Exclude pictures and give again exactly the lines of the listing, beginning with its first line and ending with the one that contains "Query: hazy sky".

##########

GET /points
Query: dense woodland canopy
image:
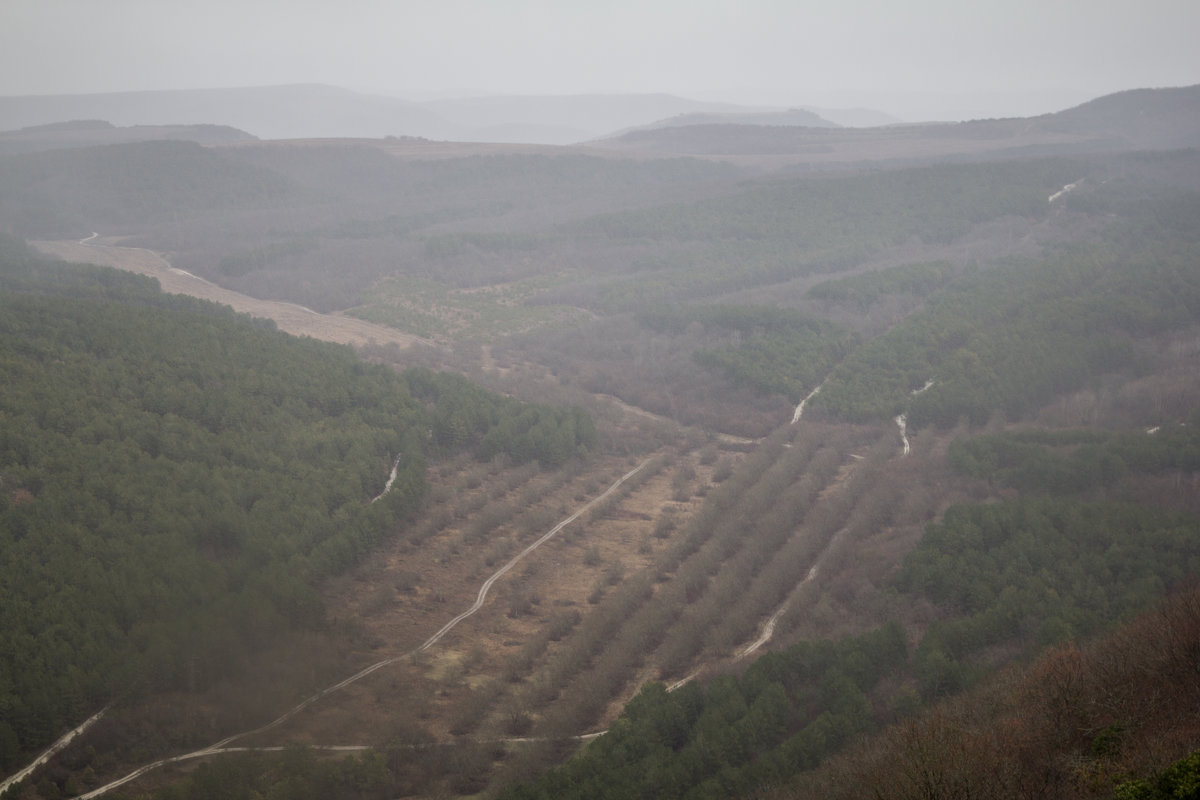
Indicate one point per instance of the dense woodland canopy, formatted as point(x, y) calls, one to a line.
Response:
point(174, 479)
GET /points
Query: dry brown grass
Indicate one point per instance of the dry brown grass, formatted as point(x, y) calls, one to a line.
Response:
point(288, 317)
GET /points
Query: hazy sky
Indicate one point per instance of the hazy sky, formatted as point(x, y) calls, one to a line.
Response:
point(891, 54)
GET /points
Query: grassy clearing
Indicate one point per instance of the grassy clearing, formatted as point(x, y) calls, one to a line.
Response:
point(436, 311)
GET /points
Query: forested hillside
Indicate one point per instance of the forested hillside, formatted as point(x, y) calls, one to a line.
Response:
point(832, 446)
point(174, 479)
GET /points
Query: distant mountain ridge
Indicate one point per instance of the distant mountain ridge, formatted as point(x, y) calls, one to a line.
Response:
point(88, 133)
point(1144, 119)
point(313, 110)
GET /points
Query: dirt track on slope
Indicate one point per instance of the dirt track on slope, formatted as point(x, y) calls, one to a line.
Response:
point(288, 317)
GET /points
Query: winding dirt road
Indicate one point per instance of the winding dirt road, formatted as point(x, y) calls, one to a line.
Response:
point(223, 745)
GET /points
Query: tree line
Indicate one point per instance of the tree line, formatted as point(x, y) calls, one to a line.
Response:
point(174, 477)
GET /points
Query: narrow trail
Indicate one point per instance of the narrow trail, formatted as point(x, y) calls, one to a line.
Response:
point(53, 750)
point(799, 409)
point(288, 317)
point(391, 479)
point(223, 745)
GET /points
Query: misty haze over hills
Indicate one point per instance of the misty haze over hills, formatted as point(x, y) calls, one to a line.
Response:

##########

Task solution |
GET /points
Query: dense woodland canopy
image:
Indicate one point per instance of the dense woodland canopy, formatted as point(x, y) calls, one to a line.
Response:
point(174, 479)
GET /points
Query: dry brown grass
Indicate one point per instance of the dry brown grass, formatted as point(x, y) calls, one to a line.
Response:
point(288, 317)
GET /points
Query: hazy sky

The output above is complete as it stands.